Rescale the items starting at the beginning of the records and ending at the line containing "[(283, 50)]". Reproduce every line, requests included, multiplying each answer coordinate by 0.85 and rounding to whole numbers with halves rounded up, but leave the numbers in the requests and their format samples unchanged.

#####

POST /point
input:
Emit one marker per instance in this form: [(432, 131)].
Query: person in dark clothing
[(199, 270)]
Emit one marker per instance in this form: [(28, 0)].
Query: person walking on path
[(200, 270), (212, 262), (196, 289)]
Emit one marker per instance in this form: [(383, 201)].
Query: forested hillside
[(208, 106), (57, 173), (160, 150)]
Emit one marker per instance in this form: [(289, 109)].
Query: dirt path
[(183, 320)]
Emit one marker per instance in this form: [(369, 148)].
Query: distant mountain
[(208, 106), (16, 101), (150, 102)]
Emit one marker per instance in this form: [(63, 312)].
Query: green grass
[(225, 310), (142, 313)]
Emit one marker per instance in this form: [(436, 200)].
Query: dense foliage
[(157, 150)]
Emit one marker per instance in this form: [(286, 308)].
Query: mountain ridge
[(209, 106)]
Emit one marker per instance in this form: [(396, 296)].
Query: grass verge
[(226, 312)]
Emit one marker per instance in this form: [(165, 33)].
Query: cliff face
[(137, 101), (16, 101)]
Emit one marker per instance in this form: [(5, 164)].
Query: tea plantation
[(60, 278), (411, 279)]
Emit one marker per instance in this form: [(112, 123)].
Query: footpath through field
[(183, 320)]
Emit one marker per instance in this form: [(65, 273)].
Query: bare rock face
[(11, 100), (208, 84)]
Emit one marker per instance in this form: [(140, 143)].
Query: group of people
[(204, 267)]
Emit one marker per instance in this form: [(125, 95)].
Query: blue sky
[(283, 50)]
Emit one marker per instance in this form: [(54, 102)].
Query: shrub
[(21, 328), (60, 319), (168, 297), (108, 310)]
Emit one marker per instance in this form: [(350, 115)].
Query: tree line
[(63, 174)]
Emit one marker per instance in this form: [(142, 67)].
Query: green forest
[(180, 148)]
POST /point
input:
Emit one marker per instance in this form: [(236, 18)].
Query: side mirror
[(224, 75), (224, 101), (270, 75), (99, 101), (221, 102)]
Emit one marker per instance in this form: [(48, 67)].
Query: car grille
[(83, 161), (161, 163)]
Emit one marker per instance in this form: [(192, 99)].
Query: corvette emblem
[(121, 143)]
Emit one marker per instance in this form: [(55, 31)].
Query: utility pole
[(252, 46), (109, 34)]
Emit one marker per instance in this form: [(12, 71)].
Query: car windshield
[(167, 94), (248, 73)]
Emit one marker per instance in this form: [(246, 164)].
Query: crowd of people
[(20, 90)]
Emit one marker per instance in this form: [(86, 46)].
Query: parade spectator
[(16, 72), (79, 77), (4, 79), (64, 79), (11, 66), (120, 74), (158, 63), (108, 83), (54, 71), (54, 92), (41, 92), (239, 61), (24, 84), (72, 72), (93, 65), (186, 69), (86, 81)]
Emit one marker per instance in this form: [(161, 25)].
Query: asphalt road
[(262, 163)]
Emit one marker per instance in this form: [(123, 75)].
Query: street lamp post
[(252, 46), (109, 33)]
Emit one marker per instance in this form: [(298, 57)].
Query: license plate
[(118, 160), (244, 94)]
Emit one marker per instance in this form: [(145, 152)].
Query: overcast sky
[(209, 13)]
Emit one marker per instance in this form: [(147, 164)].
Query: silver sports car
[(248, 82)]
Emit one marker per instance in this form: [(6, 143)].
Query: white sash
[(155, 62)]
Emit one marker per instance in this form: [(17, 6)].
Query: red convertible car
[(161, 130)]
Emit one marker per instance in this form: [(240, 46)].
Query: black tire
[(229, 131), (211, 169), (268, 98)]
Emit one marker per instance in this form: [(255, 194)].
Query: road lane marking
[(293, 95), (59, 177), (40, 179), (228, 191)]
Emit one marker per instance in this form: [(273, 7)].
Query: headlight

#####

◆ **ANSWER FOR THE TASK**
POST /point
input:
Emit one marker per instance in this form: [(432, 131)].
Query: person in dark clothing
[(169, 230)]
Emit one marker per instance in this form: [(28, 0)].
Query: person walking on path
[(170, 230), (180, 223), (167, 246)]
Emit one marker per instance in this form: [(383, 201)].
Query: forested hillside
[(177, 90), (48, 147), (136, 128)]
Emit one marker per instance in this form: [(289, 109)].
Query: dirt path
[(156, 272)]
Emit one marker per instance in this form: [(369, 148)].
Query: distant mountain
[(177, 90), (14, 86), (128, 87)]
Emit one marker per instance in this form: [(63, 312)].
Query: green grass
[(191, 264), (121, 266)]
Emit one marker per instance in this form: [(436, 200)].
Query: dense foliage
[(133, 128)]
Emit one marker per instance in this form: [(286, 308)].
Query: mountain ridge
[(178, 90)]
Emit one marker per instance in this form: [(396, 296)].
Query: grass verge
[(192, 265)]
Emit one marker per instance in this form: [(165, 33)].
Query: cliff face
[(116, 86), (14, 86)]
Emit one marker per instance in this form: [(5, 164)].
Query: tea plantation
[(51, 236), (349, 237)]
Emit one marker per instance in this form: [(112, 123)].
Query: footpath through field
[(156, 272)]
Emit one marker per instance in this form: [(65, 273)].
Query: bare rock face
[(9, 85), (177, 71)]
Emit one marker per instance in this form: [(140, 143)].
Query: group of people
[(173, 227)]
Emit one marker per instance in this form: [(125, 95)].
Query: blue sky
[(241, 43)]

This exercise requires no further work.